** Start **

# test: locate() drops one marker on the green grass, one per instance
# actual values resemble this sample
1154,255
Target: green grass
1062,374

** End **
** Start **

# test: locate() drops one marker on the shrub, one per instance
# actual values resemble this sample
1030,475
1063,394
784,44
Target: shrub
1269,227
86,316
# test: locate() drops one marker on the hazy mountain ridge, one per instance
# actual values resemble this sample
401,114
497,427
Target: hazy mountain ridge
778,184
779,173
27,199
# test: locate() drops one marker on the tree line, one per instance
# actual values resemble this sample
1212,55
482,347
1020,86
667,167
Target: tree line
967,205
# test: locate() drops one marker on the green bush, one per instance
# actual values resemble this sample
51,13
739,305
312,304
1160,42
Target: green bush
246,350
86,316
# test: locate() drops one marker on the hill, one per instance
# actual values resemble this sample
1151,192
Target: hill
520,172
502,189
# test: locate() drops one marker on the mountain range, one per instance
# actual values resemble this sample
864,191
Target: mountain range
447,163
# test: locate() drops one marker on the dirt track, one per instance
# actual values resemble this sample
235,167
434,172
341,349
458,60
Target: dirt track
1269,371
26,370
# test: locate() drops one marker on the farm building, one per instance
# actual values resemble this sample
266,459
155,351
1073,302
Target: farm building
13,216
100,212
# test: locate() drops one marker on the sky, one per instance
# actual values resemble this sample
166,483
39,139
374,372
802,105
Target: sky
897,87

** End **

▸ Task brief
Return every line of the entries above that contains the word "shrub", treating case as significant.

▸ Answer to this problem
# test: locate() drops one marker on the shrub, one per instance
Target: shrub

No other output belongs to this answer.